■ THE DATA
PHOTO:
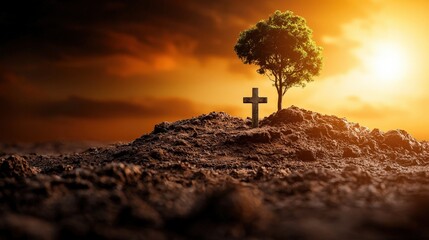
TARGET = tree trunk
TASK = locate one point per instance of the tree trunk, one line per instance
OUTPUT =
(279, 101)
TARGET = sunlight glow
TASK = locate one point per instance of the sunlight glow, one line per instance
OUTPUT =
(388, 62)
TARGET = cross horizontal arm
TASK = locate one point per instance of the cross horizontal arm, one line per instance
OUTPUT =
(247, 100)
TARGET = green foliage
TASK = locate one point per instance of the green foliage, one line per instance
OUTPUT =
(283, 48)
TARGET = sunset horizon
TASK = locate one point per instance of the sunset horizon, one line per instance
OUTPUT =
(109, 72)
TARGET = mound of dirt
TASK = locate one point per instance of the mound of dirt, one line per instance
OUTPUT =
(300, 175)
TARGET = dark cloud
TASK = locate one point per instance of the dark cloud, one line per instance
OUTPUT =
(60, 29)
(79, 107)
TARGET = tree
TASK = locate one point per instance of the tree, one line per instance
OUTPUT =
(283, 48)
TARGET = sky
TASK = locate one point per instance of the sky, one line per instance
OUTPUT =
(110, 70)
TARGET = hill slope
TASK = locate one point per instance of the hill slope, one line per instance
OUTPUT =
(301, 175)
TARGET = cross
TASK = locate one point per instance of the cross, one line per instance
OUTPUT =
(255, 100)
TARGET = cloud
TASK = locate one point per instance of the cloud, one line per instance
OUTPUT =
(80, 107)
(57, 30)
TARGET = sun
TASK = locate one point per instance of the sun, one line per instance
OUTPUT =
(388, 61)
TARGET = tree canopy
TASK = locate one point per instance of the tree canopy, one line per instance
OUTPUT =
(283, 48)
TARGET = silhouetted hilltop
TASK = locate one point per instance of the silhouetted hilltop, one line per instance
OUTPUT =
(300, 175)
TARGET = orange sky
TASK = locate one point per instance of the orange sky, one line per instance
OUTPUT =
(110, 70)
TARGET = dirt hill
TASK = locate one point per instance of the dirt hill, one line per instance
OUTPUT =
(300, 175)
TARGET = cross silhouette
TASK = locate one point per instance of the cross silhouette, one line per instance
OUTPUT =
(255, 100)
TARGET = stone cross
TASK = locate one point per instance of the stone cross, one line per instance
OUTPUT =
(255, 100)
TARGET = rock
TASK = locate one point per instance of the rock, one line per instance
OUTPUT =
(351, 151)
(16, 167)
(14, 226)
(306, 155)
(161, 127)
(124, 173)
(400, 138)
(233, 204)
(317, 131)
(253, 136)
(157, 153)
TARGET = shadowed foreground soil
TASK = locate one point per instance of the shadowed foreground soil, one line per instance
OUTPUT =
(302, 175)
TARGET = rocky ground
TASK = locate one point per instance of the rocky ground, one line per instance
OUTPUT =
(302, 175)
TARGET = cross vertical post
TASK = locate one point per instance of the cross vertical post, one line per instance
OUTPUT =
(255, 100)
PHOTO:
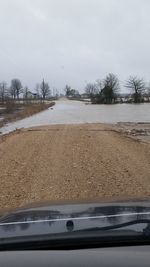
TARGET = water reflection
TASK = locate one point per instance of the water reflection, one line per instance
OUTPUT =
(70, 112)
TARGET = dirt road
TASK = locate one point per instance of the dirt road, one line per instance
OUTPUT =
(87, 161)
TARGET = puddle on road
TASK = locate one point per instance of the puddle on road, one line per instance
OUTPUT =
(75, 112)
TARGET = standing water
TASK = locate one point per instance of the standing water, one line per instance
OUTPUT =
(76, 112)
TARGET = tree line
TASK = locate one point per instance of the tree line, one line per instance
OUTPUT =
(106, 91)
(15, 89)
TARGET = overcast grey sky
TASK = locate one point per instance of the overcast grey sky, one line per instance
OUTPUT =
(73, 41)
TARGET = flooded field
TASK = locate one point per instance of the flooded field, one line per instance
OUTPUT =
(75, 112)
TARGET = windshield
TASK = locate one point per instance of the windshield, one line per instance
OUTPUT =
(74, 114)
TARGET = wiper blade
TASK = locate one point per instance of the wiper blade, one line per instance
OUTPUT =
(118, 226)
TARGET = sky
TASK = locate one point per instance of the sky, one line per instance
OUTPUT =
(73, 41)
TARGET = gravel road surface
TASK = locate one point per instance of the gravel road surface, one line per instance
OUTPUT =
(71, 162)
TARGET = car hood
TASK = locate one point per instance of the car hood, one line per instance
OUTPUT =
(55, 219)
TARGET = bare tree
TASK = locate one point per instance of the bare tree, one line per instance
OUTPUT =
(45, 89)
(16, 88)
(110, 88)
(137, 87)
(3, 91)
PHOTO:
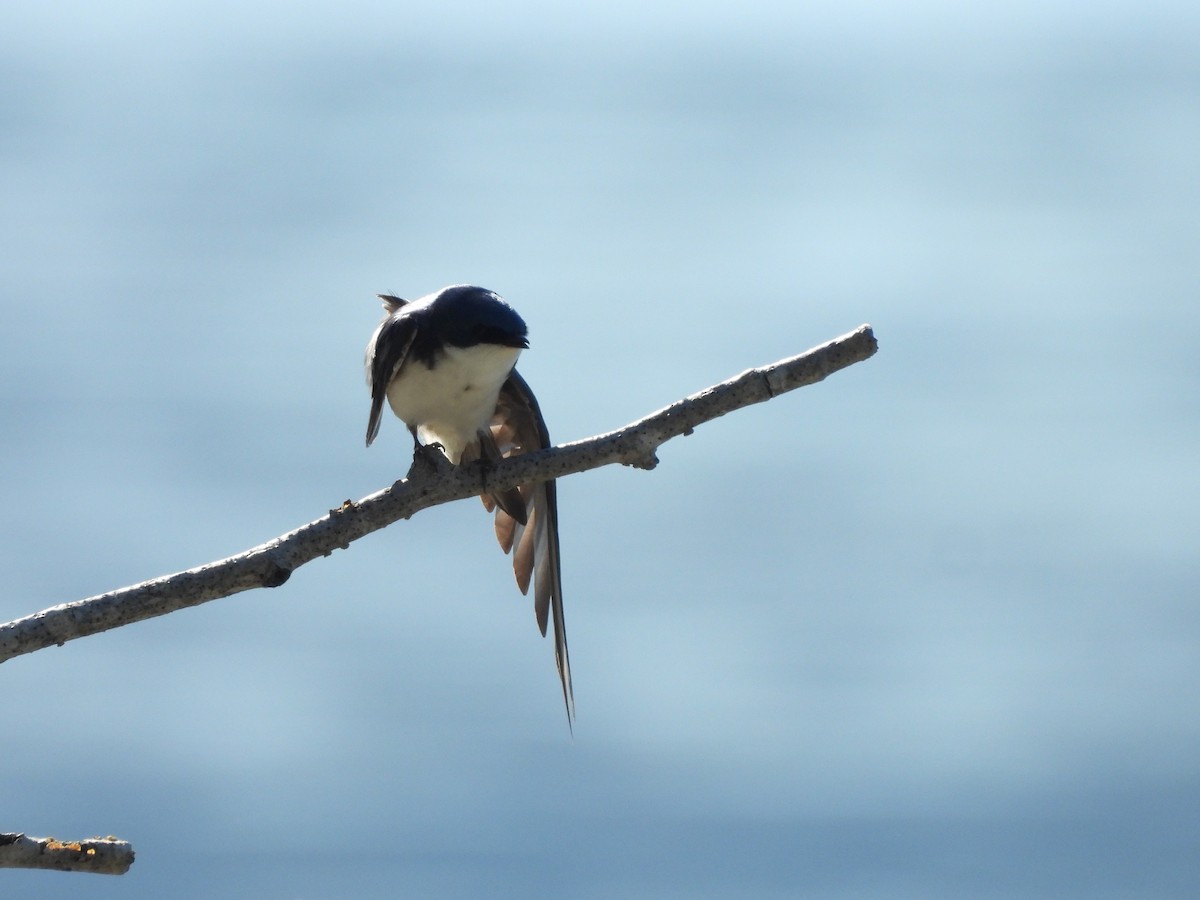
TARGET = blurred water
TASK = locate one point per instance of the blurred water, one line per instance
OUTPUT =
(925, 629)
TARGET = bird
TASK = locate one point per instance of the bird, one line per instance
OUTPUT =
(447, 366)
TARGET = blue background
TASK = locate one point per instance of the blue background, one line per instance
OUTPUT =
(927, 629)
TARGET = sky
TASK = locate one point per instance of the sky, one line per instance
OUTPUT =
(925, 629)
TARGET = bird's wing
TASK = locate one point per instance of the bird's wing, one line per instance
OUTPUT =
(517, 427)
(387, 352)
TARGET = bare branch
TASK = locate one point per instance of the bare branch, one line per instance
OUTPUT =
(270, 564)
(100, 856)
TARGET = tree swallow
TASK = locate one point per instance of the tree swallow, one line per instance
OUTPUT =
(445, 365)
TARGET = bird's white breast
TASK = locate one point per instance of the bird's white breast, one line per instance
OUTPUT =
(450, 402)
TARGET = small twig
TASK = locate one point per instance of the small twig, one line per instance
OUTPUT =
(270, 564)
(100, 856)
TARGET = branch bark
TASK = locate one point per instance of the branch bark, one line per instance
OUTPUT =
(100, 856)
(270, 564)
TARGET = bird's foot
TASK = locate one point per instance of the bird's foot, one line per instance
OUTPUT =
(429, 460)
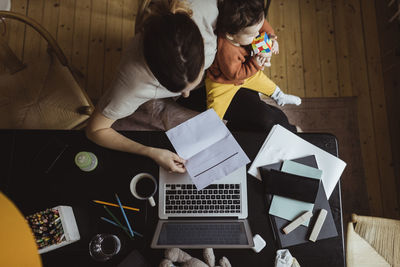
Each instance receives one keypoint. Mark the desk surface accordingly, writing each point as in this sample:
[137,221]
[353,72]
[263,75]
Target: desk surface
[35,182]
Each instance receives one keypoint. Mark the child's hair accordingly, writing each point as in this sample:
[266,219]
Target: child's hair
[235,15]
[173,45]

■ DO THIS
Copy out, word for word, the stretch of the entries from the line containing "Each instance receives one keypoint. Mark the desk" through the last line of the entries.

■ THE ANSWER
Each instance receives one keypoint. Mark the desk surface accordingly, writing each point as in this sample:
[137,221]
[353,72]
[263,75]
Target: desk surface
[35,182]
Each instance receives one keypoint. Mark the child's hair accordingly, writing each point as in this sample:
[266,219]
Target: child's hair
[235,15]
[173,45]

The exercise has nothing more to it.